__Task data__:
** start **

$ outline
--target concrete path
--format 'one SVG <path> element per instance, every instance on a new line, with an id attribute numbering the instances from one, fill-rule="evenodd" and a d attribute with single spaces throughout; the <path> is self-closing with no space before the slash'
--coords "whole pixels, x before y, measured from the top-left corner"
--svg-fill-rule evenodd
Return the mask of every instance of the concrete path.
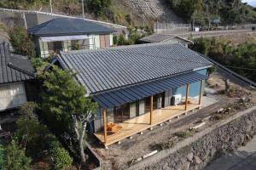
<path id="1" fill-rule="evenodd" d="M 220 156 L 207 167 L 206 170 L 255 170 L 256 136 L 237 150 Z"/>

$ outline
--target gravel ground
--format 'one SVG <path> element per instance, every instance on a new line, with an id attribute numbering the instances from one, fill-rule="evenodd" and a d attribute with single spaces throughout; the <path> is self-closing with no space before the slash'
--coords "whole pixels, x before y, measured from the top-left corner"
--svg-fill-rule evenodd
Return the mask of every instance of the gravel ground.
<path id="1" fill-rule="evenodd" d="M 212 74 L 207 81 L 207 88 L 213 87 L 216 91 L 224 89 L 224 80 L 225 77 L 225 75 L 222 75 L 221 72 Z M 231 82 L 231 86 L 241 88 L 236 82 Z M 242 89 L 251 92 L 244 88 Z M 254 92 L 253 96 L 256 96 Z M 109 149 L 106 150 L 103 149 L 102 145 L 96 144 L 95 142 L 90 142 L 90 144 L 93 144 L 94 150 L 102 158 L 105 165 L 111 164 L 113 169 L 125 169 L 127 164 L 132 159 L 137 159 L 155 150 L 160 150 L 160 144 L 163 141 L 172 139 L 174 133 L 189 128 L 201 119 L 237 99 L 236 97 L 230 98 L 224 94 L 207 94 L 207 97 L 211 99 L 212 101 L 216 100 L 217 102 L 194 113 L 190 112 L 187 116 L 182 116 L 179 119 L 175 119 L 172 122 L 165 122 L 162 127 L 157 126 L 152 131 L 147 130 L 143 135 L 137 134 L 133 136 L 132 139 L 124 139 L 120 144 L 112 144 Z M 256 100 L 254 99 L 254 101 Z M 210 124 L 207 126 L 211 126 Z"/>

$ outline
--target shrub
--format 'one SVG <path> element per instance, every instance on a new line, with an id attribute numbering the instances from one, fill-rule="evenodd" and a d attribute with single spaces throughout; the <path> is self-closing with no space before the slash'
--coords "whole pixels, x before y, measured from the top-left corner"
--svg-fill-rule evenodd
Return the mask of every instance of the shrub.
<path id="1" fill-rule="evenodd" d="M 51 156 L 53 157 L 53 169 L 65 169 L 72 164 L 73 159 L 70 157 L 68 152 L 61 147 L 53 148 Z"/>
<path id="2" fill-rule="evenodd" d="M 3 169 L 3 146 L 0 144 L 0 169 Z"/>
<path id="3" fill-rule="evenodd" d="M 6 147 L 3 169 L 28 170 L 31 158 L 25 156 L 24 150 L 15 140 Z"/>
<path id="4" fill-rule="evenodd" d="M 29 58 L 36 56 L 35 46 L 26 31 L 21 27 L 15 27 L 9 31 L 9 38 L 15 53 Z"/>

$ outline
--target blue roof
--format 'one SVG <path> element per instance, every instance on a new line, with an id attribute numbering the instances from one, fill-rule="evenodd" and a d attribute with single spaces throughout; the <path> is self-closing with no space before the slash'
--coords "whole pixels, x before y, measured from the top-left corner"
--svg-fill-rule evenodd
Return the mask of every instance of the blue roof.
<path id="1" fill-rule="evenodd" d="M 126 88 L 107 92 L 93 96 L 102 108 L 111 108 L 122 105 L 137 99 L 142 99 L 150 95 L 165 92 L 166 90 L 179 88 L 181 86 L 201 81 L 207 78 L 207 76 L 197 72 L 189 72 L 164 78 L 143 84 L 132 86 Z"/>
<path id="2" fill-rule="evenodd" d="M 29 34 L 41 37 L 109 34 L 114 31 L 115 31 L 112 28 L 103 26 L 92 21 L 70 18 L 53 19 L 27 30 Z"/>
<path id="3" fill-rule="evenodd" d="M 177 74 L 212 63 L 181 44 L 148 43 L 61 53 L 64 68 L 78 72 L 88 94 L 96 94 Z"/>

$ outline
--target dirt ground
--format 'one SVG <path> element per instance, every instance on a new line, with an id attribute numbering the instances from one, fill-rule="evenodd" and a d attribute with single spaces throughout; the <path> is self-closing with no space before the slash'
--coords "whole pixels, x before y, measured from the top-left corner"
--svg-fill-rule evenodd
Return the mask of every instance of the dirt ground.
<path id="1" fill-rule="evenodd" d="M 245 43 L 247 42 L 256 42 L 256 31 L 244 34 L 236 34 L 234 35 L 227 35 L 227 36 L 220 36 L 216 37 L 218 40 L 230 41 L 235 45 Z"/>
<path id="2" fill-rule="evenodd" d="M 226 77 L 226 75 L 220 71 L 212 74 L 207 80 L 207 88 L 215 92 L 223 91 L 225 88 L 224 79 Z M 182 116 L 179 119 L 174 119 L 171 122 L 165 122 L 162 127 L 156 126 L 152 131 L 147 130 L 142 135 L 137 134 L 133 136 L 132 139 L 124 139 L 120 144 L 114 144 L 110 145 L 108 149 L 104 149 L 96 140 L 91 140 L 89 143 L 92 145 L 95 152 L 103 160 L 104 167 L 108 167 L 109 169 L 126 169 L 132 160 L 155 150 L 160 150 L 160 145 L 163 141 L 168 141 L 173 138 L 173 133 L 189 129 L 220 108 L 224 108 L 229 104 L 234 103 L 237 99 L 250 96 L 252 105 L 256 105 L 256 91 L 243 88 L 239 84 L 239 82 L 230 82 L 232 89 L 236 89 L 235 92 L 237 94 L 235 93 L 233 96 L 230 97 L 219 93 L 207 94 L 207 98 L 217 100 L 217 102 L 194 113 L 190 112 L 187 116 Z M 206 126 L 211 126 L 211 124 Z"/>

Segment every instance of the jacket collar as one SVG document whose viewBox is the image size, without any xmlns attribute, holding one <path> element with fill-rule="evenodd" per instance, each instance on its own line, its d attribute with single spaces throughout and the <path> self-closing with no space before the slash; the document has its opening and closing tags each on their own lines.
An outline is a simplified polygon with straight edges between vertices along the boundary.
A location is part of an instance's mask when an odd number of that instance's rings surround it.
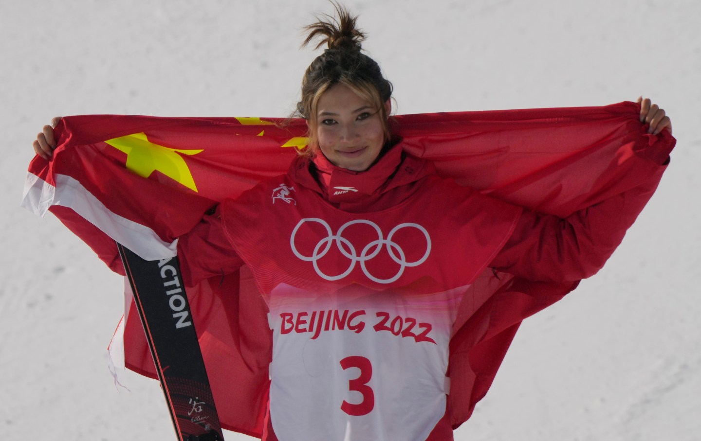
<svg viewBox="0 0 701 441">
<path fill-rule="evenodd" d="M 320 153 L 313 158 L 298 157 L 290 167 L 294 180 L 334 204 L 372 202 L 384 192 L 421 179 L 432 165 L 404 151 L 399 143 L 387 149 L 365 172 L 353 172 L 332 164 Z"/>
</svg>

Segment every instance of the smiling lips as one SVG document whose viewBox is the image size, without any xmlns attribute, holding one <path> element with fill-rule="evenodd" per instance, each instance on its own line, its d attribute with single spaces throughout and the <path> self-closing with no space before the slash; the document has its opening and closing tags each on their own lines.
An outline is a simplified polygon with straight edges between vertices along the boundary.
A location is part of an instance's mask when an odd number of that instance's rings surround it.
<svg viewBox="0 0 701 441">
<path fill-rule="evenodd" d="M 356 156 L 360 156 L 360 155 L 362 155 L 362 153 L 365 151 L 365 148 L 366 148 L 365 147 L 361 147 L 357 150 L 336 150 L 336 152 L 338 154 L 342 155 L 346 158 L 355 158 Z"/>
</svg>

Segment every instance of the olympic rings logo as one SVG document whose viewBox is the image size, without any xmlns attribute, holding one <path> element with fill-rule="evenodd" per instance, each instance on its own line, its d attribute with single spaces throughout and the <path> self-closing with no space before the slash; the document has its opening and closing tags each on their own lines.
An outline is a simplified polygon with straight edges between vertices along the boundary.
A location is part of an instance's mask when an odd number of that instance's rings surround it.
<svg viewBox="0 0 701 441">
<path fill-rule="evenodd" d="M 311 256 L 303 255 L 299 253 L 299 251 L 297 251 L 297 247 L 294 246 L 294 238 L 297 236 L 297 231 L 299 230 L 300 227 L 307 222 L 315 222 L 321 224 L 326 229 L 327 234 L 326 237 L 318 241 L 318 243 L 317 243 L 316 246 L 314 247 L 314 251 Z M 362 251 L 360 251 L 360 255 L 358 254 L 355 247 L 350 243 L 350 241 L 343 237 L 343 233 L 346 228 L 355 224 L 365 224 L 370 225 L 377 233 L 377 239 L 374 240 L 366 245 L 365 247 L 362 248 Z M 402 228 L 409 227 L 418 230 L 420 232 L 423 233 L 423 235 L 426 238 L 426 251 L 423 253 L 423 256 L 421 257 L 421 258 L 414 262 L 407 262 L 404 250 L 402 249 L 402 247 L 400 246 L 399 244 L 392 241 L 393 237 L 394 237 L 394 234 L 397 231 Z M 319 269 L 318 261 L 320 259 L 326 255 L 329 251 L 331 250 L 331 247 L 334 243 L 336 244 L 336 246 L 338 248 L 339 251 L 341 251 L 341 253 L 350 260 L 350 264 L 348 265 L 348 269 L 343 273 L 336 276 L 329 276 L 324 274 L 324 272 Z M 314 270 L 316 271 L 316 274 L 319 274 L 319 276 L 326 280 L 334 281 L 346 277 L 350 274 L 350 272 L 355 267 L 355 264 L 360 262 L 360 267 L 362 269 L 362 272 L 367 276 L 368 279 L 379 284 L 391 284 L 402 276 L 402 274 L 404 274 L 404 270 L 407 267 L 418 266 L 426 262 L 426 259 L 428 258 L 428 255 L 431 252 L 431 238 L 429 237 L 428 232 L 426 231 L 426 229 L 418 223 L 408 222 L 400 223 L 393 228 L 392 230 L 390 231 L 390 233 L 387 235 L 387 239 L 385 239 L 383 237 L 382 230 L 380 230 L 380 227 L 377 225 L 377 224 L 374 222 L 371 222 L 370 220 L 358 219 L 357 220 L 346 222 L 342 225 L 340 228 L 339 228 L 338 232 L 334 234 L 331 230 L 331 227 L 329 226 L 329 224 L 327 223 L 323 219 L 320 219 L 318 218 L 306 218 L 300 220 L 297 223 L 297 226 L 294 227 L 294 230 L 292 230 L 292 234 L 290 237 L 290 246 L 292 247 L 292 252 L 294 253 L 294 255 L 305 262 L 311 262 L 314 265 Z M 394 276 L 390 277 L 390 279 L 379 279 L 375 277 L 370 274 L 367 267 L 365 266 L 365 262 L 379 254 L 380 251 L 382 251 L 382 248 L 384 246 L 387 247 L 387 252 L 389 253 L 392 260 L 400 265 L 399 271 Z"/>
</svg>

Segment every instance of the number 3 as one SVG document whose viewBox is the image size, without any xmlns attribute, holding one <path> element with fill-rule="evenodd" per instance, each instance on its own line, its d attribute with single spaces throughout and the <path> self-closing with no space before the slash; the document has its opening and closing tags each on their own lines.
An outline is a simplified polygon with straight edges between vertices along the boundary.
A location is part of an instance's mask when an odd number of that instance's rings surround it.
<svg viewBox="0 0 701 441">
<path fill-rule="evenodd" d="M 348 390 L 357 391 L 362 394 L 362 401 L 358 404 L 353 404 L 343 400 L 341 410 L 353 416 L 367 415 L 375 407 L 375 393 L 372 391 L 372 388 L 367 385 L 372 377 L 372 364 L 369 360 L 360 356 L 346 357 L 339 363 L 343 370 L 348 368 L 358 368 L 360 370 L 360 377 L 348 380 Z"/>
</svg>

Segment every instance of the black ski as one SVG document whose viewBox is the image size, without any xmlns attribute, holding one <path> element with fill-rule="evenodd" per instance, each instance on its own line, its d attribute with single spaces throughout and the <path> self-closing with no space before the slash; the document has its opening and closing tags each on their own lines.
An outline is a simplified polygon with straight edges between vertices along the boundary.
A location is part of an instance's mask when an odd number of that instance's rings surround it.
<svg viewBox="0 0 701 441">
<path fill-rule="evenodd" d="M 179 441 L 223 441 L 177 258 L 144 260 L 117 244 Z"/>
</svg>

** end **

__Exercise goal__: Quote the data verbatim, from its first line through the line that contains "74 L 207 81", inclusive, and omit the pictures.

__The response__:
$ outline
--target concrete path
--format 'one SVG <path> element per instance, every instance on a new line, with an id attribute numbering the instances from one, fill-rule="evenodd" and a d attribute with single spaces throughout; the <path> is self-closing with no space before the slash'
--coords "whole pixels, x before y, measured from the top-left corner"
--svg-fill-rule evenodd
Return the mask of every instance of the concrete path.
<path id="1" fill-rule="evenodd" d="M 220 156 L 207 167 L 206 170 L 255 170 L 256 136 L 237 150 Z"/>

$ outline
--target gravel ground
--format 'one SVG <path> element per instance, every instance on a new line, with an id attribute numbering the instances from one, fill-rule="evenodd" and a d attribute with single spaces throughout; the <path> is self-closing with no space before the slash'
--coords "whole pixels, x before y, measured from the top-left corner"
--svg-fill-rule evenodd
Return the mask of every instance of the gravel ground.
<path id="1" fill-rule="evenodd" d="M 212 74 L 207 81 L 207 88 L 213 87 L 216 91 L 224 89 L 224 80 L 225 77 L 225 75 L 222 75 L 221 72 Z M 231 82 L 231 86 L 241 88 L 236 82 Z M 242 89 L 251 92 L 244 88 Z M 254 92 L 253 96 L 256 96 Z M 109 149 L 106 150 L 103 149 L 102 145 L 96 144 L 95 142 L 90 142 L 90 144 L 93 144 L 94 150 L 102 158 L 105 165 L 111 164 L 113 169 L 125 169 L 127 164 L 132 159 L 137 159 L 155 150 L 160 150 L 160 144 L 163 141 L 172 139 L 174 133 L 189 128 L 201 119 L 237 99 L 236 97 L 230 98 L 224 94 L 207 94 L 207 97 L 211 99 L 212 101 L 216 100 L 217 102 L 194 113 L 190 112 L 187 116 L 182 116 L 179 119 L 175 119 L 172 122 L 165 122 L 162 127 L 157 126 L 152 131 L 147 130 L 143 135 L 137 134 L 133 136 L 132 139 L 124 139 L 120 144 L 112 144 Z M 256 100 L 254 99 L 254 101 Z M 210 124 L 207 126 L 211 126 Z"/>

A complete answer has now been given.